*** SOURCE DOCUMENT Section Begins ***

The purple prose describes the writer's mornings alone with the son while the wife slept, prior to her leaving for work-- I took it as meant to convey a special moment together, not just the beauty of the scene. The global message seemed tobe that, early on, he'd thought that the genetic connections were what bound him to his son, but had grown to understand his role as father differently, and enjoy the process of caring for his son as that process became more enjoyable. The intended theme seems to be: Growing With My Son's Growth. It would be one thing if he'd concluded, "I ultimately learned to get over not loving my son and enjoy the beautiful scenery as I escaped the house to the local bar." The guy may or may not be a twit, but I suspect his child will be loved and cared for. There are worse parents out there.

I also didn't mind the East Bay Express article, which I saw in print. I took that writer's response to be less an uncertainty bread by information overload, and more a distrust of the rationality of risk averse advice that happened to conflict with her profession. And the point of her anecdote about her feelings for her child seems to be that she understands the emotional underpinnings of that risk aversion, notwithstanding her reservations about its clinical validity.

I think we all agree that pregnancy and parenthood are not easy. Unless someone's getting hurt, I'm inclined to be charitable toward even the weirder responses it engenders.

If only you were their ghostwriter, Anna. Don't get me wrong: I'm not uncharitable toward these writers' emotional and intellectual responses. What bothers me is their translation of those responses into text. Are these pieces confessional? Advice? I get the point, but criticize the execution. The point, it seems to me, goes without saying. Let me emphasize "without saying."

Of course one conceit of the wine critic's piece was the clash of pregnancy and profession, which makes for an amusing anecdote. But as a professional wine taster, she consumes very little. The problem may be moot. What disturbs her and drives the piece is what she cleverly phrases "the prohibitive nature of pregnancy," and to the end she can't or won't draw the line for herself. It's easy to be skeptical about absolute prohibition, her conclusion. But the point of the story was to identify an authority for establishing the right balance.

I think that as parents, we try in general to do the best we can for our children, as well as our current understanding of what is good and what isn't for their health and well-being. What 'good' is, of course, changes with every new study out proclaiming that 'this is good' and 'that is bad'. There's no point in beating ourselves or other parents up over the choices we or they make, nor is there any point in assigning more value than needed to purple prose celebrating or bemoaning the state of parenthood. We all have tales to tell, or articles to write, deadlines to meet, rents to pay...
Unless of course, Simon's solution to the angst of parenthood was to take a baseball bat to his baby. Then everyone would have jumped in to condemn him. Or would they? Maybe they would see a way to blame it on post-partum depression in fathers.

*** SOURCE DOCUMENT Section Ends ***
*** SUPPLIED DATA Section Begins ***

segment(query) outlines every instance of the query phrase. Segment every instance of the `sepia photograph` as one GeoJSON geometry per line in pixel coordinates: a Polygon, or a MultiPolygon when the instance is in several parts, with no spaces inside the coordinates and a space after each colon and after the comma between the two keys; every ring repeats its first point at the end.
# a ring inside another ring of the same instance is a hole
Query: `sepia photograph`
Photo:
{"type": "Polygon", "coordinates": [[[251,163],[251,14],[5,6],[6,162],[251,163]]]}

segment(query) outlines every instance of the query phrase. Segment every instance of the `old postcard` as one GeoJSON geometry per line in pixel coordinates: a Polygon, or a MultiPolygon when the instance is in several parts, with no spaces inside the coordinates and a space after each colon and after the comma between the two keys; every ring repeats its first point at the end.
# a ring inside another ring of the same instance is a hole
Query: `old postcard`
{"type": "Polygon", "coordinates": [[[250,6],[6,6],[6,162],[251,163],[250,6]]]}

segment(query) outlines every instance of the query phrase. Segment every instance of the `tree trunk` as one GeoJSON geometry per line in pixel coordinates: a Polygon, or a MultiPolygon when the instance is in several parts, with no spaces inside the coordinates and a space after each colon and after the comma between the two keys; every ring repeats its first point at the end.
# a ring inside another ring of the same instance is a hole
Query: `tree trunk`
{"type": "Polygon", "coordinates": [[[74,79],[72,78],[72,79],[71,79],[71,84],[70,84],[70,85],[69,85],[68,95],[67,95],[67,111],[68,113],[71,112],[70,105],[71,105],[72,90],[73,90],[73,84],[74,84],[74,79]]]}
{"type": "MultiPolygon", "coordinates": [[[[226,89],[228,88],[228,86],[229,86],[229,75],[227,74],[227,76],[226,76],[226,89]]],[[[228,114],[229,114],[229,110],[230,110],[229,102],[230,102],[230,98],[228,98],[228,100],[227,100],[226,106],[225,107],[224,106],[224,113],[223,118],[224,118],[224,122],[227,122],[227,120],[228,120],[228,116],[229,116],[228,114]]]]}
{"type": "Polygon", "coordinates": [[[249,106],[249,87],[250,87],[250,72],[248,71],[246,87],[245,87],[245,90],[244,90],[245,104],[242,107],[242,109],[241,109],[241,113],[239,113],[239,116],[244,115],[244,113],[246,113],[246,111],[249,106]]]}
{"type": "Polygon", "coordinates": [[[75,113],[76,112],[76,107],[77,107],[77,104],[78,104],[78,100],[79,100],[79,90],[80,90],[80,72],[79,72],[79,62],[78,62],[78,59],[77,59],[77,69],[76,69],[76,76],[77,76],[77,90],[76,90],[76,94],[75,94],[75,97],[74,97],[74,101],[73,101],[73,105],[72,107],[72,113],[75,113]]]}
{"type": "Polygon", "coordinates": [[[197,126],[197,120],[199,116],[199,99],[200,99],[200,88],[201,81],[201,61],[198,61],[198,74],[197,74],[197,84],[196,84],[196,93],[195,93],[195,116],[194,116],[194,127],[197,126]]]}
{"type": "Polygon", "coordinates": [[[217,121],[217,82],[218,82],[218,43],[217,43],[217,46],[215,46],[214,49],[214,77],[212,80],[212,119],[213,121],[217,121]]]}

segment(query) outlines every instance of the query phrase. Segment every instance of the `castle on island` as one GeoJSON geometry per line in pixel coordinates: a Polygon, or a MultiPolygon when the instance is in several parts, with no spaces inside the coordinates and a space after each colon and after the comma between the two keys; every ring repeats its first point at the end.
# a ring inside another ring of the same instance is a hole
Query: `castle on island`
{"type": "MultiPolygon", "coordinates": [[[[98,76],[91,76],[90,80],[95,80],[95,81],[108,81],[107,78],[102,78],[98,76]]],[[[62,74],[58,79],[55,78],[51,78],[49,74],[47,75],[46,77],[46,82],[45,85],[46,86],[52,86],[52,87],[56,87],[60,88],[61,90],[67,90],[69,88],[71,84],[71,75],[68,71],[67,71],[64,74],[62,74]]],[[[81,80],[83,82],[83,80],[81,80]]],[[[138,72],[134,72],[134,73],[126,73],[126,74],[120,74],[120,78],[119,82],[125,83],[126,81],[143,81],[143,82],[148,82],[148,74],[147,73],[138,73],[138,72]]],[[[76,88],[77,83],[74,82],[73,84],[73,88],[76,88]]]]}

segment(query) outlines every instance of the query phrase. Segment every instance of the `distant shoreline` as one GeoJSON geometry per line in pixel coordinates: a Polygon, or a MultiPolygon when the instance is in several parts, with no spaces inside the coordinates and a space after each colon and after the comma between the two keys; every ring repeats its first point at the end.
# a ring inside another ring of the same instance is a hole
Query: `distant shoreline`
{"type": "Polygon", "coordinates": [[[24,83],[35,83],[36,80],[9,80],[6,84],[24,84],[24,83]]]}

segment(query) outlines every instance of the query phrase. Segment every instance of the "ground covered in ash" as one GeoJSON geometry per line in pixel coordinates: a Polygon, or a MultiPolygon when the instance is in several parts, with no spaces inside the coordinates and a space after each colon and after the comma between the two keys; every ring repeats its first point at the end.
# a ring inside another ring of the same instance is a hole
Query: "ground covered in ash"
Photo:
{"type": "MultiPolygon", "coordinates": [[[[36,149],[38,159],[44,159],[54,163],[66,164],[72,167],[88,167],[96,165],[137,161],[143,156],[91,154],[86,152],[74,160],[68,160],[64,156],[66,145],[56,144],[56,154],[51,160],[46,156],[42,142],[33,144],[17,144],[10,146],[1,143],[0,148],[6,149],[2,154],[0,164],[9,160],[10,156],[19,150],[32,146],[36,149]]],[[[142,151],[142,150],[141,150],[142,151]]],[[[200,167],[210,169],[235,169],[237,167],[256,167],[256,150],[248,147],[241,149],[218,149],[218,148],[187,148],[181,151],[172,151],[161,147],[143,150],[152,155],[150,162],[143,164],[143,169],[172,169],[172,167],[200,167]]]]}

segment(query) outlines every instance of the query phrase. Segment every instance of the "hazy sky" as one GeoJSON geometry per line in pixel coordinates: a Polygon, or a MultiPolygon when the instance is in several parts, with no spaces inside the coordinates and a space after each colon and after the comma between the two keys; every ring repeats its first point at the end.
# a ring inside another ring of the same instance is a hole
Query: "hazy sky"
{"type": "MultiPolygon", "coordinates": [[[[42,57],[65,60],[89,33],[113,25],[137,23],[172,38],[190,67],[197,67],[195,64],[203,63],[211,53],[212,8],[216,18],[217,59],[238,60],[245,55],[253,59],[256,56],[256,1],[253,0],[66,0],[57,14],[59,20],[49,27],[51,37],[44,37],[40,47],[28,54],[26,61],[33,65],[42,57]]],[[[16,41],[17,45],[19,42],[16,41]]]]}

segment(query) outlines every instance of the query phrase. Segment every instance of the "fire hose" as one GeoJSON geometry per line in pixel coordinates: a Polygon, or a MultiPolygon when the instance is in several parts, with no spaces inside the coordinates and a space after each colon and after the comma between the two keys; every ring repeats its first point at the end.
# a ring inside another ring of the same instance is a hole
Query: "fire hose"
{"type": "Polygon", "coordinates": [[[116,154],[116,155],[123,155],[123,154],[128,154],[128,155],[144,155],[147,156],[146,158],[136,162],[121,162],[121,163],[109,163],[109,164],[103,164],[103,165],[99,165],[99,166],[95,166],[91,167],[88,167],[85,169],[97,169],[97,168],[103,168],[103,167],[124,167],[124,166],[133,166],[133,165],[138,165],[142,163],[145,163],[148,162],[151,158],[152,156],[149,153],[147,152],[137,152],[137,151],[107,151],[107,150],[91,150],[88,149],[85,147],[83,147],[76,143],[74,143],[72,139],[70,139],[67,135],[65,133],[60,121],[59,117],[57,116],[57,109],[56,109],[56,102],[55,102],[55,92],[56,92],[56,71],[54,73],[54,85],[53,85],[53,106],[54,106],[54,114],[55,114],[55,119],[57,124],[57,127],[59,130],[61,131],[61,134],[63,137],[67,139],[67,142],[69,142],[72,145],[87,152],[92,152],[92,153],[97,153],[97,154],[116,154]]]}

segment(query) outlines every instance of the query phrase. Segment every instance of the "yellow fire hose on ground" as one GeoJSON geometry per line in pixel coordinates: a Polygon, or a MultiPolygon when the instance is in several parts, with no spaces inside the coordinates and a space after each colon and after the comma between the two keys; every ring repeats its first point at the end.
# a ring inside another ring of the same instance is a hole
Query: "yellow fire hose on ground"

*** SUPPLIED DATA Section Ends ***

[WHAT YOU WILL DO]
1) In the parenting discussion above, list everything the sentence beginning "We all have" names as something we all have.
2) Print the part of the parenting discussion above that starts at "I think that" and runs up to and including "depression in fathers.".

[TASK SOLUTIONS]
1)
- tales to tell
- articles to write
- deadlines to meet
- rents to pay

2)
I think that as parents, we try in general to do the best we can for our children, as well as our current understanding of what is good and what isn't for their health and well-being. What 'good' is, of course, changes with every new study out proclaiming that 'this is good' and 'that is bad'. There's no point in beating ourselves or other parents up over the choices we or they make, nor is there any point in assigning more value than needed to purple prose celebrating or bemoaning the state of parenthood. We all have tales to tell, or articles to write, deadlines to meet, rents to pay...
Unless of course, Simon's solution to the angst of parenthood was to take a baseball bat to his baby. Then everyone would have jumped in to condemn him. Or would they? Maybe they would see a way to blame it on post-partum depression in fathers.